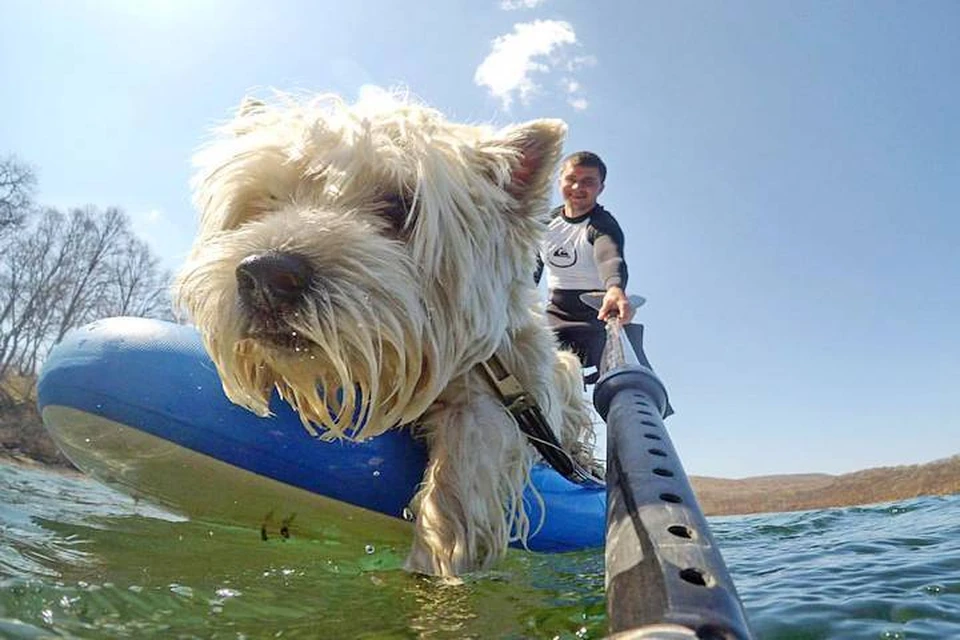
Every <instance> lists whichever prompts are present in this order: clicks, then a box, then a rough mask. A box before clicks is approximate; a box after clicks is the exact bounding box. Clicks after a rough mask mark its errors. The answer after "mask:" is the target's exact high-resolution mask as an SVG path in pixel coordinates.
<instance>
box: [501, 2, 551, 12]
mask: <svg viewBox="0 0 960 640" xmlns="http://www.w3.org/2000/svg"><path fill="white" fill-rule="evenodd" d="M546 1H547V0H500V8H501V9H503V10H504V11H515V10H517V9H533V8H534V7H536V6H538V5H541V4H543V3H544V2H546Z"/></svg>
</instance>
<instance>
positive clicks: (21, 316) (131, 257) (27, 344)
mask: <svg viewBox="0 0 960 640" xmlns="http://www.w3.org/2000/svg"><path fill="white" fill-rule="evenodd" d="M169 279H170V277H169V274H167V273H163V272H161V271H160V270H159V269H158V260H157V258H155V257H154V256H153V255H152V253H151V251H150V249H149V247H148V246H147V245H146V243H144V242H143V241H141V240H139V239H138V238H137V237H136V236H135V235H134V234H133V232H132V231H131V230H130V223H129V219H128V218H127V216H126V214H125V213H124V212H123V211H122V210H120V209H118V208H115V207H112V208H108V209H106V210H103V211H101V210H99V209H97V208H95V207H85V208H77V209H73V210H71V211H70V212H69V213H68V214H64V213H62V212H60V211H58V210H56V209H46V210H45V211H43V212H42V213H41V214H39V215H38V216H37V217H36V219H35V220H32V221H29V223H27V224H24V225H23V226H22V227H21V228H20V229H19V230H18V232H17V233H15V234H13V235H12V236H11V238H10V239H9V241H8V242H7V246H6V251H4V252H3V255H2V256H0V380H2V379H3V378H4V376H7V375H9V374H11V373H17V374H21V375H30V374H33V373H35V372H36V369H37V366H38V364H39V363H40V362H41V361H42V359H43V357H44V356H45V355H46V353H47V351H48V350H49V349H50V347H51V346H53V345H54V344H56V343H57V342H58V341H60V340H62V339H63V337H64V335H66V333H67V332H68V331H69V330H70V329H73V328H76V327H79V326H81V325H83V324H86V323H88V322H91V321H93V320H95V319H98V318H103V317H108V316H115V315H136V316H149V317H162V318H168V319H169V318H170V317H171V315H172V314H171V309H170V302H169V298H168V295H167V287H168V282H169Z"/></svg>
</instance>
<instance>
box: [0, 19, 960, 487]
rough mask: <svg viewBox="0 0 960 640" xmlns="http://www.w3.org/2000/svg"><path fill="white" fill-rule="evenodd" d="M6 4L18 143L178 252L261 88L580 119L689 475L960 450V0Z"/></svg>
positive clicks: (67, 203) (38, 172)
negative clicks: (636, 298) (623, 247)
mask: <svg viewBox="0 0 960 640" xmlns="http://www.w3.org/2000/svg"><path fill="white" fill-rule="evenodd" d="M0 5H2V15H3V18H2V20H0V88H2V96H0V156H6V155H8V154H14V155H15V156H16V157H17V158H19V159H20V160H21V161H23V162H26V163H28V164H29V165H31V166H32V167H34V169H35V170H36V172H37V177H38V189H37V194H36V199H37V201H38V202H39V203H41V204H44V205H49V206H55V207H62V208H67V207H73V206H81V205H86V204H93V205H95V206H99V207H107V206H119V207H121V208H123V209H124V210H125V211H127V213H128V214H129V215H130V217H131V219H132V221H133V226H134V229H135V230H136V231H137V233H138V234H140V235H141V236H142V237H143V238H144V239H145V240H147V241H148V242H149V243H150V246H151V247H152V248H153V249H154V251H155V252H156V254H157V255H159V256H160V257H161V258H162V260H163V264H164V265H165V266H166V267H167V268H169V269H171V270H175V269H176V268H177V266H178V265H179V264H180V263H181V262H182V261H183V259H184V257H185V255H186V252H187V250H188V248H189V246H190V243H191V241H192V238H193V234H194V232H195V230H196V214H195V212H194V210H193V209H192V207H191V203H190V191H189V180H190V175H191V165H190V157H191V154H192V153H193V152H194V151H195V150H196V148H197V147H198V146H199V145H200V143H201V142H202V141H203V140H204V139H206V137H207V135H208V132H209V130H210V129H211V128H212V127H213V126H215V125H217V124H219V123H221V122H223V121H224V120H225V119H226V118H227V117H228V115H229V114H230V113H231V112H232V110H233V109H234V108H235V107H236V106H237V105H238V104H239V103H240V101H241V99H242V98H243V96H245V95H248V94H253V95H264V94H265V92H268V91H269V89H271V88H276V89H281V90H284V91H297V92H318V93H320V92H323V93H326V92H334V93H338V94H341V95H343V96H344V97H345V98H347V99H348V100H351V101H352V100H355V99H356V98H357V97H358V95H359V94H360V93H361V91H364V90H366V89H367V88H369V87H370V86H380V87H385V88H392V87H406V88H407V89H409V91H410V92H411V93H413V94H415V95H416V96H419V97H420V98H421V99H422V100H423V101H425V102H426V103H428V104H430V105H431V106H433V107H436V108H437V109H439V110H440V111H442V112H443V113H444V114H446V115H447V116H448V117H449V118H451V119H454V120H460V121H464V122H476V123H491V124H495V125H507V124H511V123H516V122H522V121H525V120H530V119H535V118H541V117H551V118H561V119H563V120H564V121H566V122H567V124H568V126H569V133H568V137H567V142H566V147H565V150H566V151H575V150H579V149H590V150H592V151H595V152H597V153H599V154H600V155H601V156H602V157H603V158H604V160H605V161H606V163H607V165H608V170H609V173H608V177H607V184H606V189H605V191H604V193H603V194H602V196H601V198H600V201H601V203H602V204H603V205H604V206H605V207H606V208H607V209H609V210H610V211H611V212H613V214H614V215H615V216H616V217H617V219H618V220H619V222H620V224H621V227H622V228H623V231H624V234H625V237H626V258H627V262H628V264H629V268H630V274H631V275H630V281H629V285H628V287H627V290H628V293H633V294H639V295H642V296H644V297H645V298H647V303H646V305H644V306H643V307H642V308H641V309H640V310H639V312H638V314H637V318H636V321H637V322H641V323H642V324H643V325H644V326H645V332H646V336H645V348H646V353H647V355H648V357H649V358H650V360H651V362H652V364H653V366H654V368H655V370H656V372H657V374H658V375H659V377H660V378H661V379H662V381H663V382H664V384H665V385H666V387H667V389H668V392H669V395H670V399H671V403H672V404H673V406H674V408H675V409H676V414H675V415H674V416H672V417H670V418H669V419H668V420H667V421H666V425H667V428H668V430H669V432H670V435H671V438H672V440H673V443H674V445H675V447H676V449H677V451H678V453H679V456H680V458H681V460H682V463H683V467H684V469H685V470H686V472H687V473H688V474H690V475H707V476H719V477H728V478H739V477H747V476H757V475H767V474H778V473H833V474H837V473H845V472H850V471H855V470H860V469H866V468H871V467H877V466H893V465H903V464H916V463H922V462H928V461H931V460H935V459H940V458H944V457H947V456H951V455H955V454H958V453H960V321H958V318H960V152H958V150H960V38H958V37H957V33H958V31H960V3H957V2H955V1H954V0H925V1H924V2H913V3H910V2H899V1H888V0H844V1H837V2H820V1H812V0H811V1H803V0H800V1H798V0H789V1H779V0H762V1H760V0H757V1H754V2H743V1H740V0H729V1H725V2H707V1H701V2H692V1H685V0H678V1H662V2H643V1H639V0H619V1H601V0H596V1H586V0H435V1H434V0H430V1H428V0H423V1H417V0H413V1H408V2H404V3H398V2H394V1H392V0H351V1H350V2H342V1H338V2H327V1H321V0H313V1H309V0H303V1H298V0H271V2H269V3H267V2H262V1H260V0H256V1H254V0H182V1H180V0H169V1H166V2H163V1H160V0H96V1H94V0H59V1H55V0H2V1H0ZM554 201H555V203H559V202H558V200H557V198H556V197H555V198H554Z"/></svg>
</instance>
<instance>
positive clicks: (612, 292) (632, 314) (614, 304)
mask: <svg viewBox="0 0 960 640" xmlns="http://www.w3.org/2000/svg"><path fill="white" fill-rule="evenodd" d="M633 314H634V309H633V307H631V306H630V300H629V299H628V298H627V294H626V293H624V292H623V289H621V288H620V287H610V288H609V289H607V293H606V294H605V295H604V296H603V303H602V304H601V305H600V313H598V314H597V318H599V319H600V320H606V319H607V318H608V317H609V316H610V315H614V316H617V317H619V318H620V323H621V324H627V323H628V322H630V321H631V320H633Z"/></svg>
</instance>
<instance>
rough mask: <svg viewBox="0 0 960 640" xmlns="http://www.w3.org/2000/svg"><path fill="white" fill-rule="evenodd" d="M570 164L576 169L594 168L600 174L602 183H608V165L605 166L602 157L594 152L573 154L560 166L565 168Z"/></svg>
mask: <svg viewBox="0 0 960 640" xmlns="http://www.w3.org/2000/svg"><path fill="white" fill-rule="evenodd" d="M568 164H569V165H571V166H574V167H594V168H595V169H596V170H597V171H598V172H599V173H600V182H601V183H603V182H606V181H607V165H605V164H603V160H601V159H600V156H598V155H597V154H595V153H594V152H592V151H577V152H576V153H571V154H570V155H569V156H567V157H566V158H564V159H563V162H562V163H561V164H560V166H561V167H565V166H567V165H568Z"/></svg>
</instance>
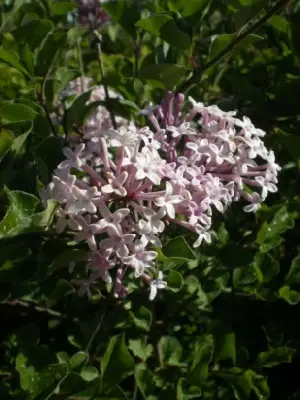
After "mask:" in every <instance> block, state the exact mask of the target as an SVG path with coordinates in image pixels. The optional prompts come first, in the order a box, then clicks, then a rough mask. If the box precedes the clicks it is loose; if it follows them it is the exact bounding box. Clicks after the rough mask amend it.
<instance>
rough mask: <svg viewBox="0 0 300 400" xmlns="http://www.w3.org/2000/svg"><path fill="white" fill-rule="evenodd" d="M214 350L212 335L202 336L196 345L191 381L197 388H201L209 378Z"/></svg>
mask: <svg viewBox="0 0 300 400" xmlns="http://www.w3.org/2000/svg"><path fill="white" fill-rule="evenodd" d="M213 348H214V341H213V337H212V335H204V336H201V337H199V338H198V339H197V341H196V343H195V347H194V353H193V362H192V365H191V369H190V374H189V381H190V382H191V383H192V384H194V385H195V386H201V384H202V383H203V382H204V381H206V379H207V378H208V368H209V364H210V362H211V360H212V356H213Z"/></svg>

=== WHAT IS EXPECTED ===
For every line above that has "exact" in it, copy the line.

=== ANSWER BOX ===
Every <instance> lists whichever prompts are present in this order: clicks, then a box, then a rough mask. A box before clicks is approximate; a box after clicks is the exact bounding box. Clicks after a rough mask mark its errors. The answer after "mask:" is the target's exact high-resolution mask as an SVG path in pixel coordinates.
After "mask:" in every <instance> block, state the exact mask of the target as an SVG path with coordinates in image pixels. The optional prompts come first, in the order a box, then clicks, then a rough mask. If the box precedes the clicks it is loose; if it follows them it is the exact bounding box. Clicks after the rough mask amend it.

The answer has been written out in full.